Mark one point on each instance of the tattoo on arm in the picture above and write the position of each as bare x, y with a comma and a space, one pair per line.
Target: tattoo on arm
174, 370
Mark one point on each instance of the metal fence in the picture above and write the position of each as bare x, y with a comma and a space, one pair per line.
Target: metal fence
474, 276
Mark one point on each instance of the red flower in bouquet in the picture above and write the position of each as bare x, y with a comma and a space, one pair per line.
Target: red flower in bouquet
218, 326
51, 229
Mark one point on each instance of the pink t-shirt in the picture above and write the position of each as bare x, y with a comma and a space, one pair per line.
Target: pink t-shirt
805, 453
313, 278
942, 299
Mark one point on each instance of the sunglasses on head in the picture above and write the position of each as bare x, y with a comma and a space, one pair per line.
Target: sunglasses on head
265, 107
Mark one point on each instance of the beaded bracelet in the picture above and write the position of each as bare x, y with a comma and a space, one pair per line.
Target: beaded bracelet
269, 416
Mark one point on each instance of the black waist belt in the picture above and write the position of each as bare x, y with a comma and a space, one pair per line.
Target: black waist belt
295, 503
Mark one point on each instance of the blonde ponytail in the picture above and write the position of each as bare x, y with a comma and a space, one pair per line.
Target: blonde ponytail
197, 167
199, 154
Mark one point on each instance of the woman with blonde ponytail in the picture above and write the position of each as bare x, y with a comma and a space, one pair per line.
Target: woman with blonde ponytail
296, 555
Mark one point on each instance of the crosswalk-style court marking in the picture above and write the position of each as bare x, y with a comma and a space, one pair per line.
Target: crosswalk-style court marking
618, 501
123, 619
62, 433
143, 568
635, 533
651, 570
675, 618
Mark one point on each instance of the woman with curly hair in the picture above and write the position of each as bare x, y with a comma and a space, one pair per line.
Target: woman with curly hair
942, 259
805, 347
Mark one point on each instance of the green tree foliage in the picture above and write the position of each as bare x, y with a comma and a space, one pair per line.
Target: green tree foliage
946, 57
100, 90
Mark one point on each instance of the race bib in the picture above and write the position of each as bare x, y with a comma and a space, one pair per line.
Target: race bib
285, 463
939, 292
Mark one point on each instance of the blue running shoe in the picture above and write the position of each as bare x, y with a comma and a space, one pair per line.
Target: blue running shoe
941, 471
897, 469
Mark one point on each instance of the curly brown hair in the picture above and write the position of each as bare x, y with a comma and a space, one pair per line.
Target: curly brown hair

☆ ☆ ☆

GOAL OF THE EXERCISE:
Everything from the line containing "Mark one point on each instance of the green" to the last line of the entries above should be quoted exactly, and only that.

RESPONSE TO THE EXERCISE:
Mark one point on each instance of the green tree foliage in the picture above and write the position of each as bare x, y with a comma and a space, one pair per line.
Target: green tree foliage
946, 57
100, 90
Mark one point on each instance of the race bib in the picture above and write the position of each as bare x, y with a comma and a space, one pair per line.
Target: race bib
285, 463
939, 292
Mark one point on each instance of the blue running shoe in the picture above and write the position of each as bare x, y with a comma and a space, one pair per line.
Target: blue running shoe
941, 471
897, 469
Mark one point on each instance of the curly brown hair in the picture above and write the position of each as bare x, y with a comma and a space, one pair per line.
Target: curly brown hair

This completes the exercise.